- _List of tasks_
(A) In the temporal reasoning text, what F1 score did the best system reach on end-to-end temporal relation extraction in TempEval-3?
(B) Continue the temporal reasoning text from the point where it stops.

- _Extract_
=== Begin Enclosure ===

Legal and financial text: Establishing timelines of events is critical for legal case analysis, contract interpretation, and financial audit trails.

Why It Matters

Question answering: Temporal questions ("When did X happen?", "What happened before Y?") require temporal reasoning for accurate answers.
Clinical decision support: Understanding disease timelines and treatment sequences from medical records enables clinical decision support and pharmacovigilance (see negation-and-speculation-detection.md for related challenges in clinical NLP).
News summarization: Presenting events in chronological order requires temporal extraction and ordering, even when the source text uses non-chronological narrative structure.
Event forecasting: Predicting future events from historical patterns requires understanding temporal sequences and causal chains.
Legal and forensic analysis: Constructing event timelines from witness statements, documents, and communications is fundamental to legal proceedings.

Key Technical Details

TimeML defines 3 annotation layers (TIMEX3, EVENT, TLINK) with 13 temporal relation types, commonly reduced to 6 or 7 in practice.
TimeBank 1.2 contains 183 news documents with approximately 7,935 events, 1,414 temporal expressions, and 6,418 temporal links.
TimeBank-Dense annotates all event pairs within a local window, revealing approximately 40% of relations are "vague."
SUTime achieves approximately 90% F1 on TIMEX3 recognition; BERT-based systems reach approximately 90-92% F1.
End-to-end temporal relation extraction (TempEval-3): best system approximately 36% F1, demonstrating the difficulty of the full pipeline.
Inter-annotator agreement on temporal relations ranges from approximately 65% to 80% depending on the scheme and relation type.
Clinical TempEval systems achieve approximately 74% F1 on CONTAINS relation identification in clinical narratives.
MATRES (Ning et al., 2018) simplifies temporal annotation to multi-axis relations, improving agreement to approximately 84%.

Common Misconceptions

"Temporal reasoning is just named entity recognition for dates." Recognizing and normalizing temporal expressions is only the first step. The harder problem is determining how events relate temporally -- which happened first, which overlaps, which caused which -- and constructing a globally consistent timeline.

"Verb tense directly tells you temporal ordering." Tense provides clues but is not deterministic. "She said she would go" uses future tense ("would go") but describes a past utterance. Past perfect ("had gone") typically indicates anteriority but can be used for politeness ("I had wanted to ask you..."). Discourse conventions and world knowledge often override tense-based heuristics.

=== End Enclosure ===

- _Dataset excerpts_
=== Begin Enclosure ===

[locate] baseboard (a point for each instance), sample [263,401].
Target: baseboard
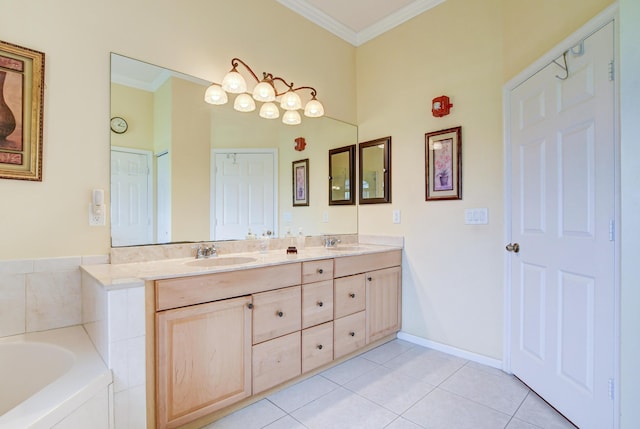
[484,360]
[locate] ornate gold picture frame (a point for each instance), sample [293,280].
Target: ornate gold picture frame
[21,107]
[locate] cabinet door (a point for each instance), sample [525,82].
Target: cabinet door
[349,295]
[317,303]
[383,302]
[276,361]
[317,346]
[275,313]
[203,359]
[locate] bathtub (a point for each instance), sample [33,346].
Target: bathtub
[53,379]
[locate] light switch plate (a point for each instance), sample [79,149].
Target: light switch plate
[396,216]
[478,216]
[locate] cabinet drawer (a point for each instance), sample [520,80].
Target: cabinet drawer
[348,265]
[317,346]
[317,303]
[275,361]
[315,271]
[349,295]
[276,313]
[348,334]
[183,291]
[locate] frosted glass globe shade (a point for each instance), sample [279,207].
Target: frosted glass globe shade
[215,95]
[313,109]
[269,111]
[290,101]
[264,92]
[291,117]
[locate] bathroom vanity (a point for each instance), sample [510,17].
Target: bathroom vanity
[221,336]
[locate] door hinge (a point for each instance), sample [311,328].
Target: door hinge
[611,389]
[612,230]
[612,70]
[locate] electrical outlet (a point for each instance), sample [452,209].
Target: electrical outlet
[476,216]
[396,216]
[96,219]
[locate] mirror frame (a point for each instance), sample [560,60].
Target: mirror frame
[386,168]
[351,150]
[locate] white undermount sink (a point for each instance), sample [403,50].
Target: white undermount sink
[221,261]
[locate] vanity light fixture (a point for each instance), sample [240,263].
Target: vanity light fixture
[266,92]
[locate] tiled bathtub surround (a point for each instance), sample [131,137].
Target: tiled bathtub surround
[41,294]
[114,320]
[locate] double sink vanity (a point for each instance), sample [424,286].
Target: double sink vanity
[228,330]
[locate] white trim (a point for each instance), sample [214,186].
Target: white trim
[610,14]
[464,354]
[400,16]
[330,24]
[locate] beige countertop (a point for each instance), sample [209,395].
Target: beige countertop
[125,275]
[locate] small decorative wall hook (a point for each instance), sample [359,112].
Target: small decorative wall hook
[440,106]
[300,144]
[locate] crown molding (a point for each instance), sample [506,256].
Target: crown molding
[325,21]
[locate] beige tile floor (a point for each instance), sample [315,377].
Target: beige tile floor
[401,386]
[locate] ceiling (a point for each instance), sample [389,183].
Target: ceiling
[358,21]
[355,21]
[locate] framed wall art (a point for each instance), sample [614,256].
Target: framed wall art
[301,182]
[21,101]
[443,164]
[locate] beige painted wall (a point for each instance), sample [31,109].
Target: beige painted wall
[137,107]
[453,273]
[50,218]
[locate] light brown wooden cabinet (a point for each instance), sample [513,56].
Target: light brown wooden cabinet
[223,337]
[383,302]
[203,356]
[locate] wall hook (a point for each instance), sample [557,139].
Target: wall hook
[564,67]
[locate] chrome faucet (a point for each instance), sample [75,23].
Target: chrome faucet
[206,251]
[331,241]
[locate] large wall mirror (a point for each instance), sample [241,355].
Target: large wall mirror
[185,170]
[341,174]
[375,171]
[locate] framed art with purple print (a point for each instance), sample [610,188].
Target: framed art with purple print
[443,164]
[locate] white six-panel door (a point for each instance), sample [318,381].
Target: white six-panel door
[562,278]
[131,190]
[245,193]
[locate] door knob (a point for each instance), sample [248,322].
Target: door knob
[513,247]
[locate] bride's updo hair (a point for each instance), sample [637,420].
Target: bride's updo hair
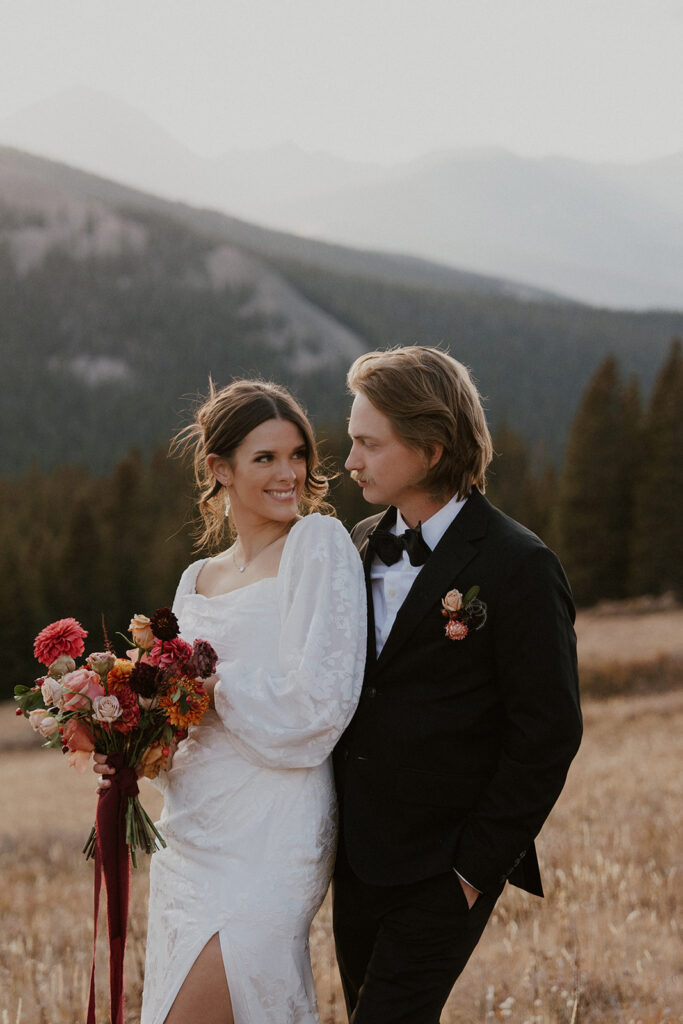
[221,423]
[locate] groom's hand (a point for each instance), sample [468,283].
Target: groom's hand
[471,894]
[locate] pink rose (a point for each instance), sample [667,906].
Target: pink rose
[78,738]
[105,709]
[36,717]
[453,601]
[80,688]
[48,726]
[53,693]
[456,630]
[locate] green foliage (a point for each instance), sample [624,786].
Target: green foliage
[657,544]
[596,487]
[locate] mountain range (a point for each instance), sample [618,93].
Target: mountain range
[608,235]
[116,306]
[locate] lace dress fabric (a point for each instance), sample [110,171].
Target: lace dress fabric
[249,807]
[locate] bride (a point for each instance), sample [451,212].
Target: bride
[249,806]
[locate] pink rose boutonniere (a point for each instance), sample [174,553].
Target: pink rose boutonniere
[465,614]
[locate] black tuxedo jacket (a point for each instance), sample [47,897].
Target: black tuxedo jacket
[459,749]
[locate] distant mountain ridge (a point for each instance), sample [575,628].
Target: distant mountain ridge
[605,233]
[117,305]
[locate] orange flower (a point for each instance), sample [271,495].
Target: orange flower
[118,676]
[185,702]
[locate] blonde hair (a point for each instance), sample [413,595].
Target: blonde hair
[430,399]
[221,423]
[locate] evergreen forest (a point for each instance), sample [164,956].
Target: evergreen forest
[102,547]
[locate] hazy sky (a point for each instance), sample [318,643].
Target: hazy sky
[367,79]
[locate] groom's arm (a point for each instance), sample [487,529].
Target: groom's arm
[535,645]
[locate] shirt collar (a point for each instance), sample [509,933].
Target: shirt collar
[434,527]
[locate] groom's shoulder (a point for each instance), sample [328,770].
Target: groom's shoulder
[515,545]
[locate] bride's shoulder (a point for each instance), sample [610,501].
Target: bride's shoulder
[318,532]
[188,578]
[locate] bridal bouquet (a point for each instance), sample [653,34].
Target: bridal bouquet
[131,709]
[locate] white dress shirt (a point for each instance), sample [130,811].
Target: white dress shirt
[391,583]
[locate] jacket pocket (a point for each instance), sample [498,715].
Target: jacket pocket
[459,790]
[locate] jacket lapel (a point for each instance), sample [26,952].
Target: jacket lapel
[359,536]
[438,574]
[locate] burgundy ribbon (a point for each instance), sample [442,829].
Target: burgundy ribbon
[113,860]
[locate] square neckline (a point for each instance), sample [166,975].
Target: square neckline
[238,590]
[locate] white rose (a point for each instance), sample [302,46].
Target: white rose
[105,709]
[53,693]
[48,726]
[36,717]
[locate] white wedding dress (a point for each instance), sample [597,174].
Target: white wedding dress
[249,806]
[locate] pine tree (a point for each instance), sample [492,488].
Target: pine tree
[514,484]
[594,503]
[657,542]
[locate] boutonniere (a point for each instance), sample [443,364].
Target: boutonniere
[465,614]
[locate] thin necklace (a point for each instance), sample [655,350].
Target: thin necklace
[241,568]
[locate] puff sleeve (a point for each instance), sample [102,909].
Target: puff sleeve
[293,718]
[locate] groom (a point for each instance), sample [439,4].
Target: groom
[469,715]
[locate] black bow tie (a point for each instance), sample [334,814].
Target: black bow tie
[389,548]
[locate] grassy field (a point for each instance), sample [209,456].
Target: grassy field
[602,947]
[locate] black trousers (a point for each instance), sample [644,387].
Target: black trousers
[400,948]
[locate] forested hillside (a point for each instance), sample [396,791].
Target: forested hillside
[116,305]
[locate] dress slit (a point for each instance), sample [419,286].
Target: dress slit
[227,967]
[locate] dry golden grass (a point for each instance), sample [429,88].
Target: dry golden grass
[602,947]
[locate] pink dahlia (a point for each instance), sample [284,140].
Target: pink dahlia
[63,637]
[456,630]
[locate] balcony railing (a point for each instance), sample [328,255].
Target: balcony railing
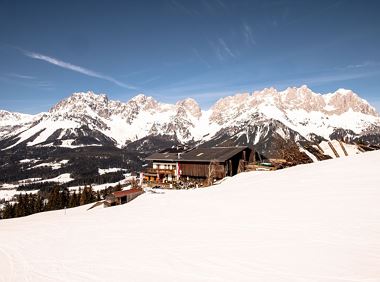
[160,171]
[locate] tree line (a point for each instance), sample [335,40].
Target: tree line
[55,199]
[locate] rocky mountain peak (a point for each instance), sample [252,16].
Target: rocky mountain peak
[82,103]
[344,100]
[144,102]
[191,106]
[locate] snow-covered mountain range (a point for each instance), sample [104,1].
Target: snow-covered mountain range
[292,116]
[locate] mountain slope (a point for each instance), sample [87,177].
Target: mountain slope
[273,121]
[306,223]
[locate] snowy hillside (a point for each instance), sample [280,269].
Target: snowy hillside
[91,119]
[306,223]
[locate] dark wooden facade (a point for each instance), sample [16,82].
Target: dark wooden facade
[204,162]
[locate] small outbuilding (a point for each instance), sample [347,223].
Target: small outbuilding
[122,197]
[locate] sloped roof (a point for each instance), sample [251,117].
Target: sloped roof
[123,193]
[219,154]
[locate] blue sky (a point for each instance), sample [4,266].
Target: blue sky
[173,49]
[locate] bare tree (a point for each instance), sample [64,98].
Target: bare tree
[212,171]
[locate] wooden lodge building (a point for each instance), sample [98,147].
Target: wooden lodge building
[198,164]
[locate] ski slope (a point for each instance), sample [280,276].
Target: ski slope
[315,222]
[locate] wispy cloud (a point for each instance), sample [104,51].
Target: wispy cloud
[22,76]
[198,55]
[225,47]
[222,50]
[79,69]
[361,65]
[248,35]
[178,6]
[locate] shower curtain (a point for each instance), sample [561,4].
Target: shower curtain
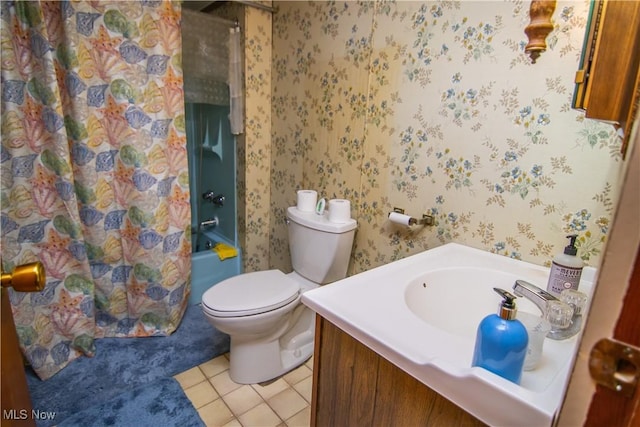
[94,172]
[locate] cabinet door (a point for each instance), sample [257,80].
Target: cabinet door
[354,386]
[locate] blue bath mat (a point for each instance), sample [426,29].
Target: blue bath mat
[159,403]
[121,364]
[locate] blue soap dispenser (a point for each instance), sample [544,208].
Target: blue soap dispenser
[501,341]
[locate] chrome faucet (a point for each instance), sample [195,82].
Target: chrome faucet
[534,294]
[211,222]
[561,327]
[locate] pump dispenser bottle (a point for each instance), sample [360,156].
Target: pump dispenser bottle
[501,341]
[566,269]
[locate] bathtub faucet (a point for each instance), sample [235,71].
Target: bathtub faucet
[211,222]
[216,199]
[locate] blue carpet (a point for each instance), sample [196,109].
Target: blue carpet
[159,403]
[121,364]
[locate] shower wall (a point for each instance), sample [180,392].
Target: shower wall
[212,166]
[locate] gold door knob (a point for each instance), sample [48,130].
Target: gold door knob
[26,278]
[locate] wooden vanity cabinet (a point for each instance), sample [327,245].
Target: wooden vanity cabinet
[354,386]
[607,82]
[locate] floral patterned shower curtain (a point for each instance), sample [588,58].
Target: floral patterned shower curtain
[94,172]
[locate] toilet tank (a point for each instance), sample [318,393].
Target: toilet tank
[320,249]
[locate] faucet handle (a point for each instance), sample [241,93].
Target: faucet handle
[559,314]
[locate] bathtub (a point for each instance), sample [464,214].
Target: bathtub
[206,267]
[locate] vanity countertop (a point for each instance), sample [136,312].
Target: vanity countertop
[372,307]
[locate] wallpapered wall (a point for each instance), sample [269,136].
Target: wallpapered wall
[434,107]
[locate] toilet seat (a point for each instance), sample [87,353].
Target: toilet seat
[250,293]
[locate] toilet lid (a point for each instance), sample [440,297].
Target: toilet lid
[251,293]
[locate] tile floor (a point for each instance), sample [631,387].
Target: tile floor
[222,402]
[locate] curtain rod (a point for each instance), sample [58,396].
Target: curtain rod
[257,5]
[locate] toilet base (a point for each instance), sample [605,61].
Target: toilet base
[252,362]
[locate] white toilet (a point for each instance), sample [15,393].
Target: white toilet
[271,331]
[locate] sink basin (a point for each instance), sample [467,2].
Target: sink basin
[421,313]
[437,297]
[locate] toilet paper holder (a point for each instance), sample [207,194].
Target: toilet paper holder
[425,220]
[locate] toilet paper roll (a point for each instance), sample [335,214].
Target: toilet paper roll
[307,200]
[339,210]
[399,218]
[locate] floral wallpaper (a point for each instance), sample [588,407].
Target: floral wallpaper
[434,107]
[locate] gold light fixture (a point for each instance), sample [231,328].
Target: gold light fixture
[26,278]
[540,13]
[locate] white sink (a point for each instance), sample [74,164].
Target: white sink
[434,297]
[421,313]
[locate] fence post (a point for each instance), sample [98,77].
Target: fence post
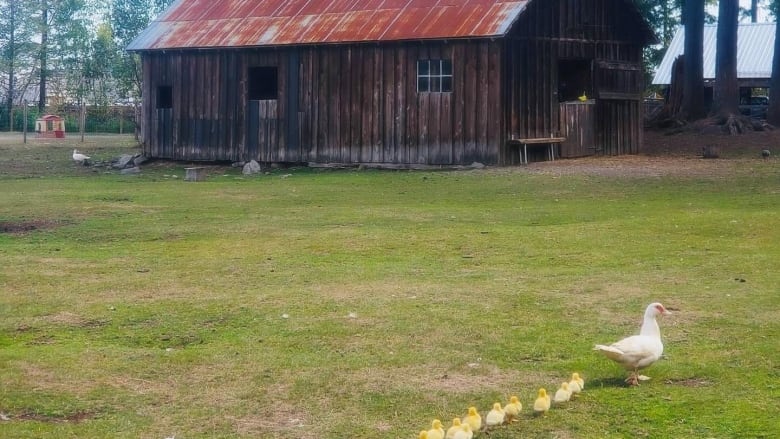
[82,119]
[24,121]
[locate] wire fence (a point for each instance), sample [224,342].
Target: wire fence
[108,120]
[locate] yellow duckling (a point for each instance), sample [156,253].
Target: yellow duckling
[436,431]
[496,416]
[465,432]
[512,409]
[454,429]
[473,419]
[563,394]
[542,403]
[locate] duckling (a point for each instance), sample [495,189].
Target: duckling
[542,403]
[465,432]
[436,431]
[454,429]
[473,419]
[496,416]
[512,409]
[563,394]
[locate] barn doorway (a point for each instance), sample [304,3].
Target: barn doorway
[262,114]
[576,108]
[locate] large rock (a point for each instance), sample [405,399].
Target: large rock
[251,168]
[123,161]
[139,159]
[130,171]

=== End Enclosure ===

- _Answers by item number_
(A) Approximately 36% F1.

(B)
"If two events are mentioned in sequence, the first happened first." Narrative order does not equal temporal order. "The company went bankrupt. It had been losing money for years" presents the bankruptcy first even though the losses preceded it. Flashbacks, background information, and journalistic conventions frequently violate chronological ordering.

"Temporal reasoning is a solved preprocessing step." End-to-end temporal relation extraction remains one of the hardest structured prediction tasks in NLP. TempEval-3 best scores of approximately 36% F1 for the full pipeline are far from practical reliability, and even state-of-the-art neural models on simplified formulations (e.g., MATRES) achieve only approximately 80% F1.

Connections to Other Concepts

event-extraction.md covers the identification of events that temporal reasoning then orders and relates.
named-entity-recognition.md provides the foundation for recognizing temporal expressions as a type of named entity.
relation-extraction.md shares techniques with temporal relation classification -- both predict typed relationships between spans.
commonsense-reasoning.md supplies the world knowledge needed for implicit temporal inferences ("graduation before career").
information-extraction.md provides the broader pipeline context in which temporal reasoning operates.
negation-and-speculation-detection.md intersects with temporal reasoning in clinical NLP, where negated or speculative events must be distinguished from confirmed ones on timelines.
dependency-parsing.md provides syntactic structure that helps identify temporal signals and their scope.
coreference-resolution.md is needed to track the same event across multiple mentions before temporal ordering.